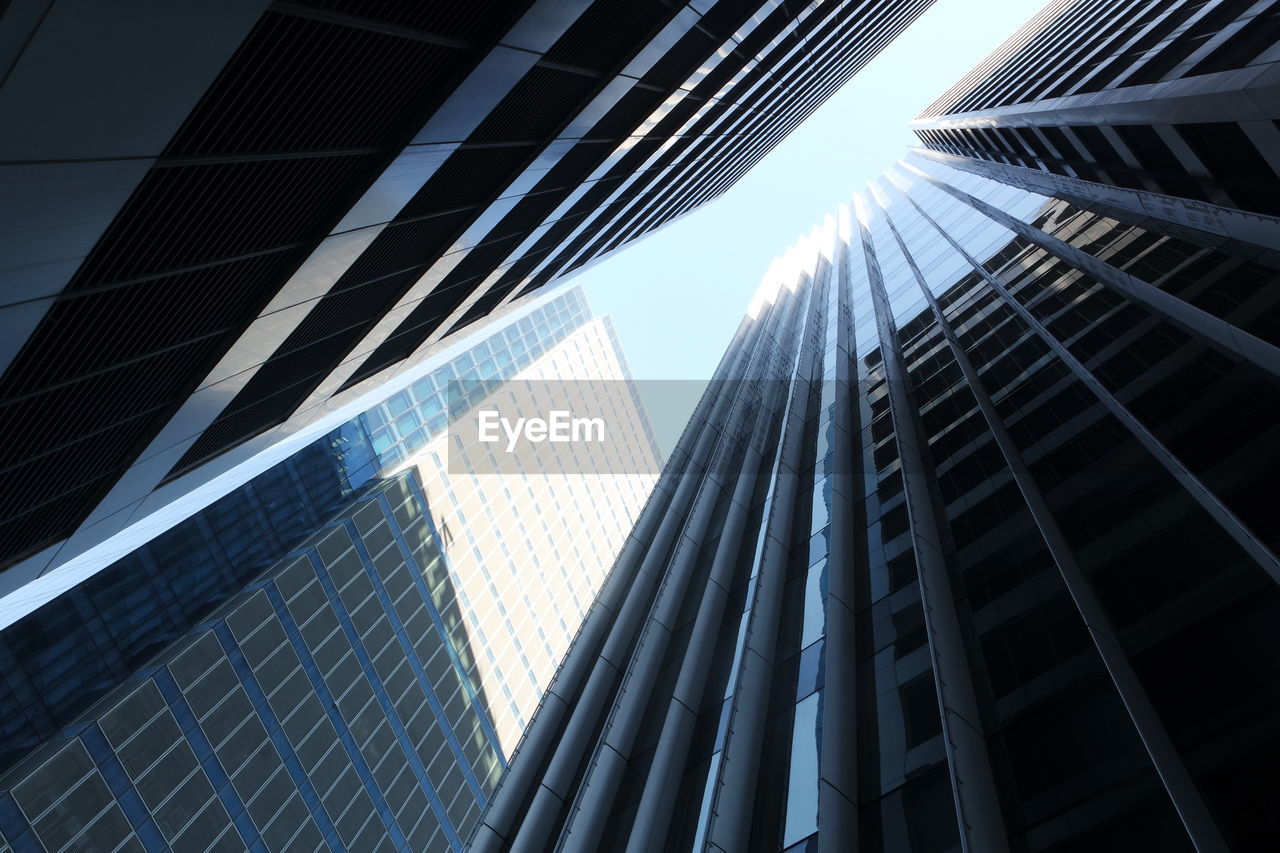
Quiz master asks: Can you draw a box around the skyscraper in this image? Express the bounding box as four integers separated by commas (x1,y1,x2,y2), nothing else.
404,313,662,754
912,0,1280,216
0,0,935,585
471,6,1280,839
1,469,507,852
0,287,661,851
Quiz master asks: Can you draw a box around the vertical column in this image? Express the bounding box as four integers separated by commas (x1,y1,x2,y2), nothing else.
891,168,1280,585
473,290,772,852
703,244,822,853
816,213,862,853
878,185,1230,853
855,199,1010,853
556,325,779,851
622,402,773,853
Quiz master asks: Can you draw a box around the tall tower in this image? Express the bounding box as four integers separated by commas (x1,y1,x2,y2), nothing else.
472,158,1280,853
912,0,1280,216
474,8,1280,849
0,0,936,585
0,287,661,851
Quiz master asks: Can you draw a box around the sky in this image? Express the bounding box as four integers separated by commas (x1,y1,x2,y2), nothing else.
573,0,1047,453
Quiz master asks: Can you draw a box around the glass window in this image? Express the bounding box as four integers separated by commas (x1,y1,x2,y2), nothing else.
800,560,827,649
795,639,825,701
782,692,822,847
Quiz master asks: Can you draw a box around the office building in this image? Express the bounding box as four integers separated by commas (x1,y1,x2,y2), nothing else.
404,314,661,753
473,8,1280,849
472,153,1280,852
0,0,935,587
0,470,505,852
912,0,1280,216
0,287,660,851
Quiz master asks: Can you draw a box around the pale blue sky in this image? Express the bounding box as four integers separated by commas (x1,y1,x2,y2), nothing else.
577,0,1046,403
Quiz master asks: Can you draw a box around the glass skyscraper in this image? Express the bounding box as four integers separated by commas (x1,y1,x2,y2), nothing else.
7,2,1280,851
0,287,661,851
0,289,590,766
1,471,503,852
402,314,662,755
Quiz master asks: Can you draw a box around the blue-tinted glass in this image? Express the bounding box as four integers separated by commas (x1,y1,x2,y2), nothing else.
811,477,831,533
420,394,444,418
386,391,412,416
796,638,825,700
411,377,434,399
0,287,595,779
395,410,421,434
372,431,395,455
783,692,822,846
808,526,830,565
801,559,827,648
781,834,819,853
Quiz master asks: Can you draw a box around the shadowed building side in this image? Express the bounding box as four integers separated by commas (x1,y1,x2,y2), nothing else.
469,143,1280,851
0,471,508,852
912,0,1280,218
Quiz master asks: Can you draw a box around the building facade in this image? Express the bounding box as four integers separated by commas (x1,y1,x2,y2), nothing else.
0,470,507,852
0,286,661,851
471,147,1280,852
912,0,1280,217
0,0,935,586
404,314,662,754
0,288,591,763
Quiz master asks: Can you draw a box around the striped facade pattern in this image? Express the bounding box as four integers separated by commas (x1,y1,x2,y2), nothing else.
0,0,934,586
472,150,1280,852
912,0,1280,217
0,473,507,852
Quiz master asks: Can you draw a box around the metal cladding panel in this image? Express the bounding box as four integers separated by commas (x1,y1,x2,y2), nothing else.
0,1,509,570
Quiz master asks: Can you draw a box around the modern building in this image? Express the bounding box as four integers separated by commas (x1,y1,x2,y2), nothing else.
404,314,662,754
912,0,1280,216
0,0,935,587
0,469,507,853
470,157,1280,853
0,287,661,851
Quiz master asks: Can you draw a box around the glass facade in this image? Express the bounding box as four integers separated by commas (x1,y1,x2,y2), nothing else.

**What is needed:**
Could you retype every record above exactly, leaving the pictures out?

**Answer area:**
Quiz master asks: Can you draw a box around the skyscraper in this image? Express the bounding box as four integers separated by commas (x1,y1,x2,y2), nothing else.
404,313,662,754
912,0,1280,216
0,0,935,585
471,6,1280,839
1,469,507,852
0,287,661,851
Quiz master asks: Can you draw a box around the vertical column in this image? Express the bounding box as four integers separated by commas (x1,y1,x2,y2), nothing else.
891,168,1280,585
473,290,772,852
703,244,822,853
816,213,862,853
878,185,1230,853
855,199,1010,853
556,325,779,851
622,402,773,853
Quiz master asks: Can you draw a box around the tall tower in this image? Express the bounding box as four integers separated by commas (x1,y1,x2,y2), nothing else.
472,158,1280,853
912,0,1280,216
474,8,1280,849
0,0,936,585
0,287,661,851
Quiz master asks: Can you draw a box around the sky in this image? Express the bounding box as four integers separated by commas (x1,y1,x2,y2), nothing else.
573,0,1047,453
Quiz master asks: Can you draw a box around the glass window in this image? Express the bounding box as four integers separated by commas (x1,y1,x2,y2), nothing else.
800,560,827,649
795,639,825,701
782,692,822,847
Quiz master asks: Can you draw a box around the office building in this image? Express the bounding box as four integers separated by commas (x1,y1,x2,y2), nothing else.
404,314,661,753
473,8,1280,849
472,153,1280,852
0,0,935,587
0,470,505,852
912,0,1280,216
0,287,660,851
Quiz master asks: Can you draw a box around the pale blue sky in this image? Express the bounding box as four integers separated by commas (x1,y1,x2,y2), nothing else.
577,0,1046,403
Quiz master asks: Can you draw a box around the glass skyscraper in this image? Express the bounding box as four integers separated by commas (x1,y1,x2,y2), nothing else.
7,2,1280,851
0,287,661,851
0,289,590,766
1,471,503,852
402,314,662,755
Quiz master asks: Can you draw a box around the blue-tinted glass in this image? Express the bounding box as four integers separated by commas (x1,y1,x2,y2), nothing else.
811,477,831,533
420,394,444,418
386,391,412,416
796,638,825,700
411,377,434,399
0,287,595,779
395,410,421,434
372,431,395,455
783,692,822,846
808,526,830,565
801,559,827,648
781,834,819,853
Quiz master asks: Can you draw a box around the shadowed building side in this image? Express the bounding box as four integers separated by commas (x1,y1,x2,y2), nothing else.
469,143,1280,851
0,471,508,852
912,0,1280,218
Quiz master asks: Can you draw a box around the building facade in this image? Express the bounding box as four integers separated by commas (x1,y1,x2,y2), nothing else.
0,470,507,852
0,286,661,851
471,147,1280,852
912,0,1280,217
0,0,935,586
404,314,662,754
0,288,591,763
Quiz master asks: Can you draw a box around the striped facade pattern in this image? Express the bounding box as four integers separated by commas (x1,y1,x2,y2), nothing else.
0,0,934,586
472,150,1280,852
912,0,1280,217
0,473,507,852
Quiz master asks: Can you draw a box around the metal cladding panel in this image? Express the bounding box as four integers separated by commas (x1,y1,x2,y2), nothing else.
0,1,509,570
Quiz master asks: Can you draw a box around the modern building in this image? Express the bounding box as four integers separated by commas (x1,y1,x2,y2), nothing else.
404,314,662,754
912,0,1280,216
0,0,935,587
0,469,507,853
470,157,1280,853
0,287,661,851
Quiz master asks: Can you draw a box around the glass facade in this image? Express the bounding box as four integers separated by commas (x1,y1,x2,y2), nothing else.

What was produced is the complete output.